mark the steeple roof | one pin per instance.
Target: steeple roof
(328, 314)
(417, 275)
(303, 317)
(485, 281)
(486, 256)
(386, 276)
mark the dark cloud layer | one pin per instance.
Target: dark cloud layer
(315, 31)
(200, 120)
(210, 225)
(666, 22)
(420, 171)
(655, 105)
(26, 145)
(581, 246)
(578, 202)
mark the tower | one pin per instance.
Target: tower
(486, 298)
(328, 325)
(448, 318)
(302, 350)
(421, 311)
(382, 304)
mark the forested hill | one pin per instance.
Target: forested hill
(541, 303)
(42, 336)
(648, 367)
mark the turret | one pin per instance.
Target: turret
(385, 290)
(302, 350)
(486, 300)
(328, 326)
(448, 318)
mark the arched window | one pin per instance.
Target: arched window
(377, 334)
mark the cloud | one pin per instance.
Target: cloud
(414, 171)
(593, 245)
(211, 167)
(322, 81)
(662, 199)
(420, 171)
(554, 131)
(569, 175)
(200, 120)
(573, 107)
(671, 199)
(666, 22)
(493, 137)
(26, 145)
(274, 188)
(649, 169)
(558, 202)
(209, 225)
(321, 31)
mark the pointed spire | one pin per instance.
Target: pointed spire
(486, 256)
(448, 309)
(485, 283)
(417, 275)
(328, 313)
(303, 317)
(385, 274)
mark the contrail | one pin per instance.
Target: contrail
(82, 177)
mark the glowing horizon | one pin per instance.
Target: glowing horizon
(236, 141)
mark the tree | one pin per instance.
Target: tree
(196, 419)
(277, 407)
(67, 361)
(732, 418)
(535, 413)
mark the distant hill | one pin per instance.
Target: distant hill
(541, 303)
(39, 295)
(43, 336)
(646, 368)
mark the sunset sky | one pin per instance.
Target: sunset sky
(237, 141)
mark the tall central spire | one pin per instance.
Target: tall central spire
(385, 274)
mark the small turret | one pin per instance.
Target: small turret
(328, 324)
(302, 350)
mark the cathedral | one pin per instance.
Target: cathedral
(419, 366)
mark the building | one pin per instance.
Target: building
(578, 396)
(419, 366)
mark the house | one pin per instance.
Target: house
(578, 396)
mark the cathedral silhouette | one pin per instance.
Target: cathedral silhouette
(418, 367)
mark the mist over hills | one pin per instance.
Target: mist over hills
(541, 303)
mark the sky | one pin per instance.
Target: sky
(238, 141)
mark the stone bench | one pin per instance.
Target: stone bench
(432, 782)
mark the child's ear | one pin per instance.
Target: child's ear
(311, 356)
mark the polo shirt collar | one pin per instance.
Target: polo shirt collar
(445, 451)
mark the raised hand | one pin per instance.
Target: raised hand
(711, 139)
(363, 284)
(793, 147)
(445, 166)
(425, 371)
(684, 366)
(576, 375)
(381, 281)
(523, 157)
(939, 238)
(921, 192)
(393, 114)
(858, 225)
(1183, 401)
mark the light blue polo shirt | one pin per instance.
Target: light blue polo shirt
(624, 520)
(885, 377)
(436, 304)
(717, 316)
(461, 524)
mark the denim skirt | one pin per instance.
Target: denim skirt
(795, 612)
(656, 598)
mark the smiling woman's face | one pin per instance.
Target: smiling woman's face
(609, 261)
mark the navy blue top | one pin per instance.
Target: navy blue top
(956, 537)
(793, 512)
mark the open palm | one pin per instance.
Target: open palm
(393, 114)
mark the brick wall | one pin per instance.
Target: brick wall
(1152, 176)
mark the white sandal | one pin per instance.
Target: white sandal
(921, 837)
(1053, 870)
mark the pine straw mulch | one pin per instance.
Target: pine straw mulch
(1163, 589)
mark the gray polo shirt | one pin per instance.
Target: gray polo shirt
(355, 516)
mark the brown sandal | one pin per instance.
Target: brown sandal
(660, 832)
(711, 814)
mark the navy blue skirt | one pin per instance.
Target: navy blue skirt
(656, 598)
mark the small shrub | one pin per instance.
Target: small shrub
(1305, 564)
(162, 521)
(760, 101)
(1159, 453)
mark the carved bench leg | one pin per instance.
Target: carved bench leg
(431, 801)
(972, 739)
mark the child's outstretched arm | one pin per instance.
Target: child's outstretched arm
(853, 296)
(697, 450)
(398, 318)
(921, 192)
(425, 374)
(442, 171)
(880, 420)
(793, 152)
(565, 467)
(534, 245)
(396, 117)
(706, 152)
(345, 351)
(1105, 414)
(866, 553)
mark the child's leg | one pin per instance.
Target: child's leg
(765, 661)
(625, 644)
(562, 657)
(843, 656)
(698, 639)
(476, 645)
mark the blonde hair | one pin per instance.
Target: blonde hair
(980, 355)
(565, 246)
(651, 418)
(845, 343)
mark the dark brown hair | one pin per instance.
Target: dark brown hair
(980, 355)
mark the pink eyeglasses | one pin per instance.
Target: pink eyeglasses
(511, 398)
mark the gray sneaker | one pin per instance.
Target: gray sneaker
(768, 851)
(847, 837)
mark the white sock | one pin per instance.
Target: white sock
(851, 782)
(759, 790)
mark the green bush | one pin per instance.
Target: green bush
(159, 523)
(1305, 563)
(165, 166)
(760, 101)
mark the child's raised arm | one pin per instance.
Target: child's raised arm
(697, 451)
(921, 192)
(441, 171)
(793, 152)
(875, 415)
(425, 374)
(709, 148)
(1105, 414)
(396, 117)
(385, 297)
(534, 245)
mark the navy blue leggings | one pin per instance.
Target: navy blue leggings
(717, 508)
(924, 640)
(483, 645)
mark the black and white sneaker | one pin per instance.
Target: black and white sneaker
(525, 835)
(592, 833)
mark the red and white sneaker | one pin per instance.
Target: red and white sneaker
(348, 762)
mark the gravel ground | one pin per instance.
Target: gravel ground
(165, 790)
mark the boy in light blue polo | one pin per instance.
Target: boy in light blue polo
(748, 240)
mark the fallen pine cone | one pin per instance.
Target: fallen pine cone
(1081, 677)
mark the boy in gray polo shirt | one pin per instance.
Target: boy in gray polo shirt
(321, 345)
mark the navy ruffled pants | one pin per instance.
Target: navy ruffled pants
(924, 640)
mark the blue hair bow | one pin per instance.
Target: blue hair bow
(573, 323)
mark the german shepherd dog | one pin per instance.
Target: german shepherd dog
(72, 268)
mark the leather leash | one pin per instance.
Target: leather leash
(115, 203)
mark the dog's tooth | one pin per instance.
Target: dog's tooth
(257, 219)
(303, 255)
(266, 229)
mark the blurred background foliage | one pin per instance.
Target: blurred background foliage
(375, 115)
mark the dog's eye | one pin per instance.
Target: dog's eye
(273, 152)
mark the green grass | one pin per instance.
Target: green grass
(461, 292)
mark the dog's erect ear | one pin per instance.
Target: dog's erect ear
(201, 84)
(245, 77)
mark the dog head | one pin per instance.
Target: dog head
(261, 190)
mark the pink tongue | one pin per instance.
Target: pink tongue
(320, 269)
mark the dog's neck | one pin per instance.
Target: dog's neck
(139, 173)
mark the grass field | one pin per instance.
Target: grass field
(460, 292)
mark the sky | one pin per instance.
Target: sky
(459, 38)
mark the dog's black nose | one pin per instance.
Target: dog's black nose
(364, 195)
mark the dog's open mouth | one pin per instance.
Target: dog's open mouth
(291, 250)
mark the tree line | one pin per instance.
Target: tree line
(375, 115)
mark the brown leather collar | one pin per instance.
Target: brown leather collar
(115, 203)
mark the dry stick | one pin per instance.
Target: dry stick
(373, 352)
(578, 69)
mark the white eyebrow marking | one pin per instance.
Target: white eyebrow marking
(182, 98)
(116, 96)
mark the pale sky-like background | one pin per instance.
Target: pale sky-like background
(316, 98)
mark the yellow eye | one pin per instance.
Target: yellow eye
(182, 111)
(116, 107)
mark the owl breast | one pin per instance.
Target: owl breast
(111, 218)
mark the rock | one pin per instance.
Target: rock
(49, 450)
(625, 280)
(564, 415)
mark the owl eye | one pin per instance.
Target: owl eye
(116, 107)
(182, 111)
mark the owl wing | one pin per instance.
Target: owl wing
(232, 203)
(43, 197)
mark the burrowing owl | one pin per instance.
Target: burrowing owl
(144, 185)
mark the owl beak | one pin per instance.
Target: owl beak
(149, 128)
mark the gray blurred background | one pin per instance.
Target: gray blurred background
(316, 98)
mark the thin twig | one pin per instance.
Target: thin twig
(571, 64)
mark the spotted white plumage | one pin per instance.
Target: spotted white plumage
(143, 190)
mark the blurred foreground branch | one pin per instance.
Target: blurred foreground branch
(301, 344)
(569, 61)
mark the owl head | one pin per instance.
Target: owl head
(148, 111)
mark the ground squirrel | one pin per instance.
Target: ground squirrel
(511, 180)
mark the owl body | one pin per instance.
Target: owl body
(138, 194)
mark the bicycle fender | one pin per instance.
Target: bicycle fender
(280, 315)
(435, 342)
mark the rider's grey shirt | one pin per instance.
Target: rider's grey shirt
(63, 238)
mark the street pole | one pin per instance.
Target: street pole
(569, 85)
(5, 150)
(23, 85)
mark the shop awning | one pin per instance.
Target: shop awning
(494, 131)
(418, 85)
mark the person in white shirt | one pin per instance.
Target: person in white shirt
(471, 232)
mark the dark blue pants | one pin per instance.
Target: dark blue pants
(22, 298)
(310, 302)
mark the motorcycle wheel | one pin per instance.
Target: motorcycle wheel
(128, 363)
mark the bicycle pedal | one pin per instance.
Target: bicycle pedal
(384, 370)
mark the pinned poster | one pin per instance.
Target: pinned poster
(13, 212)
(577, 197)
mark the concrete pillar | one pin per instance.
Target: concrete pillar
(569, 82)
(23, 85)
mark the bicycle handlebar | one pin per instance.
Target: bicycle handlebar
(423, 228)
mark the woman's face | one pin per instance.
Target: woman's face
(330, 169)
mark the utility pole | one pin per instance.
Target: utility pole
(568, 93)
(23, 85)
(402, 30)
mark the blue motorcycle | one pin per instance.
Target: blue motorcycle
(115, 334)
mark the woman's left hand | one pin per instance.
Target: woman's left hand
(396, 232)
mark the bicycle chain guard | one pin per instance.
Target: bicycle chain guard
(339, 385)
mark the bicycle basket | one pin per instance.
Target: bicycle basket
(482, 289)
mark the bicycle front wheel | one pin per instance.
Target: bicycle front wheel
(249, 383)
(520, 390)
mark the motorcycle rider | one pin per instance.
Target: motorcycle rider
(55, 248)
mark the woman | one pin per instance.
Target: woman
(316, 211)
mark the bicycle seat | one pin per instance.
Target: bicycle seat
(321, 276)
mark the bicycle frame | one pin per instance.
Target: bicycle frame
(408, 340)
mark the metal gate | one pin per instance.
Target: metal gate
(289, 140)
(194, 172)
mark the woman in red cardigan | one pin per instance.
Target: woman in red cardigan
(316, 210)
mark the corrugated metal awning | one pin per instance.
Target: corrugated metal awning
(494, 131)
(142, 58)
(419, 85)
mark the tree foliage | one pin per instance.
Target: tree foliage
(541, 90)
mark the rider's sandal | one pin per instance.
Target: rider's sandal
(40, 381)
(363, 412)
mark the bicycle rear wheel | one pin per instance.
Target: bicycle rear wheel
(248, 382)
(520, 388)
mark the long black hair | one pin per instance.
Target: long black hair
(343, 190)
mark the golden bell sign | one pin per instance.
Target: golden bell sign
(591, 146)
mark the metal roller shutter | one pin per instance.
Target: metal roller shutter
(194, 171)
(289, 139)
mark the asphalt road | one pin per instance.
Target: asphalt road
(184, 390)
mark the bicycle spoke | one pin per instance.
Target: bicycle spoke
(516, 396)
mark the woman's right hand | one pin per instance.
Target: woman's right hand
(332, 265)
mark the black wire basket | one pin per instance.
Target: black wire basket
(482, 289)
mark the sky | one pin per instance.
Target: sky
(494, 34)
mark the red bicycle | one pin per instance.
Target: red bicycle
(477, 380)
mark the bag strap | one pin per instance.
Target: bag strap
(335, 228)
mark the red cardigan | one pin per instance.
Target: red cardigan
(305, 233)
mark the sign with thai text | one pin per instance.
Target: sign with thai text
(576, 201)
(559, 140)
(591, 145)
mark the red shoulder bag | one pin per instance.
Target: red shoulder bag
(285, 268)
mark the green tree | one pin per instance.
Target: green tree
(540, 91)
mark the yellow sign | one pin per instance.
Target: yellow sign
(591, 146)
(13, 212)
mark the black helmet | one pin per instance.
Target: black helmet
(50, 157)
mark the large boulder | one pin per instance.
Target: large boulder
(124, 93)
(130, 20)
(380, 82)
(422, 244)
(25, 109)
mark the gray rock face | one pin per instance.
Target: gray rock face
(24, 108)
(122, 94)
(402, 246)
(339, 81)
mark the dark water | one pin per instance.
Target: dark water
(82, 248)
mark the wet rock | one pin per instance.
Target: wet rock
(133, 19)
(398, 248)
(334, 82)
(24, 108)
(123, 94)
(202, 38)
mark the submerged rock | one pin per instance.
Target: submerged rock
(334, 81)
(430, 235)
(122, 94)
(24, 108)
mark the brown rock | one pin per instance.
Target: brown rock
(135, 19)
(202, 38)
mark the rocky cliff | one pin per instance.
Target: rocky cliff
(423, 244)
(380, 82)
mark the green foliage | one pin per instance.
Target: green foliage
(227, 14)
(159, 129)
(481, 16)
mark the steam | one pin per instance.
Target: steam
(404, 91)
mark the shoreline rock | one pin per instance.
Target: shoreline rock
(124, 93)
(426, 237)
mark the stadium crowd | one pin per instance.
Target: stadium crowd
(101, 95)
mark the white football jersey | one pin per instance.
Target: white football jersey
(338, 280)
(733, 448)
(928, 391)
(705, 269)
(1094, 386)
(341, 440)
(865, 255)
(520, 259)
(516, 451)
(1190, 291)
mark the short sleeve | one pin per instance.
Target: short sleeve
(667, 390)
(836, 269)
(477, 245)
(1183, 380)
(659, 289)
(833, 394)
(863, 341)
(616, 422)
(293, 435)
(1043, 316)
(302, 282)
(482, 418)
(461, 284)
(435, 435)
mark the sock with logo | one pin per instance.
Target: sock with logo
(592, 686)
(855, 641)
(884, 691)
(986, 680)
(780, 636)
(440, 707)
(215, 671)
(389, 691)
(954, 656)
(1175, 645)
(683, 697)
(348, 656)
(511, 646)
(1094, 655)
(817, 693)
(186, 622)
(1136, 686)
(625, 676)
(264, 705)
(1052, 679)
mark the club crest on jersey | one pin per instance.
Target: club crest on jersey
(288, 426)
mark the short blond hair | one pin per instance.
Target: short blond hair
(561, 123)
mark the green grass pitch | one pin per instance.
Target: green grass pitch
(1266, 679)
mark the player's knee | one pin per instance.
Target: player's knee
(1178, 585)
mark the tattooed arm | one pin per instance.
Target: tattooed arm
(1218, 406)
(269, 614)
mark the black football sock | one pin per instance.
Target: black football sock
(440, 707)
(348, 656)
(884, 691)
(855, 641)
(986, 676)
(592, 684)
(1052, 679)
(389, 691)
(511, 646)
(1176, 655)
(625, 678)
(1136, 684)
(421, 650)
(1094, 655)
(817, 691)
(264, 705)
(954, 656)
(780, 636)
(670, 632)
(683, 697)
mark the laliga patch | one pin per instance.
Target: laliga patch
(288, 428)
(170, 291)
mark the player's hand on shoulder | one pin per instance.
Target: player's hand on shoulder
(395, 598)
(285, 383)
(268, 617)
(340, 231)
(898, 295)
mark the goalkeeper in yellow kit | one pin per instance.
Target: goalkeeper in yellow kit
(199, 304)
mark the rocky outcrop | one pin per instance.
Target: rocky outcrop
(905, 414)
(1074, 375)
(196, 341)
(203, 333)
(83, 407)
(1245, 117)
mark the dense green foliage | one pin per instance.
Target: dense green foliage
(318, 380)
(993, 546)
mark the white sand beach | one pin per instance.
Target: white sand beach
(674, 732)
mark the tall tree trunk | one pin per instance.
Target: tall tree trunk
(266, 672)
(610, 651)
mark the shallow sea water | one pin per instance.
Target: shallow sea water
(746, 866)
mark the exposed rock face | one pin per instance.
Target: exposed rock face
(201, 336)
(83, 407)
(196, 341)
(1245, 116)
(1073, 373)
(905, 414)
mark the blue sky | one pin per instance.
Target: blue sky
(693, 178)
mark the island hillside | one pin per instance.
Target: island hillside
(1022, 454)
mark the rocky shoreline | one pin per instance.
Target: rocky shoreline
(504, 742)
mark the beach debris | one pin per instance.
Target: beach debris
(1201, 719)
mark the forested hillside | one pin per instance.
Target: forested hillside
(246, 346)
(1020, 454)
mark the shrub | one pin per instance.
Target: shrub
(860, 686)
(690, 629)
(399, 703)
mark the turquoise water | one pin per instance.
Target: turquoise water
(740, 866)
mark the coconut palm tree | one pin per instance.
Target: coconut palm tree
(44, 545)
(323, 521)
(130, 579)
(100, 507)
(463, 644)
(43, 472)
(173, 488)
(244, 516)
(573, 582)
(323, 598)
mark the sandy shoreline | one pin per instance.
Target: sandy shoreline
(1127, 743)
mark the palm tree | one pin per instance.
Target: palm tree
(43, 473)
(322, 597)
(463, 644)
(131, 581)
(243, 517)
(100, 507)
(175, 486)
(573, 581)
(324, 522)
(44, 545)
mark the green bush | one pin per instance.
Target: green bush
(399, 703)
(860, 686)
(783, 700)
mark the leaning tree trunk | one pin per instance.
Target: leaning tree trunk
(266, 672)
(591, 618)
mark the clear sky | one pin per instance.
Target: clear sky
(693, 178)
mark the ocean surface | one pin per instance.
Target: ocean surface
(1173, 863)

────────────────

*ASSIGNMENT*
Your task is to restate, word for word, only those lines above that fall between the line holding "Target: player's hand on shoulder" and the line holding "mark the dense", inclusive.

*RESPONSE BELOW*
Target: player's hand on shoulder
(395, 598)
(285, 383)
(268, 617)
(340, 231)
(898, 295)
mark the goalkeeper in yellow kit | one pin per instance.
Target: goalkeeper in yellow kit
(199, 304)
mark the rocky outcrop | one pin per instance.
Target: rocky outcrop
(905, 414)
(1074, 375)
(196, 341)
(203, 333)
(83, 407)
(1245, 117)
mark the dense green foliage | one pin per instance.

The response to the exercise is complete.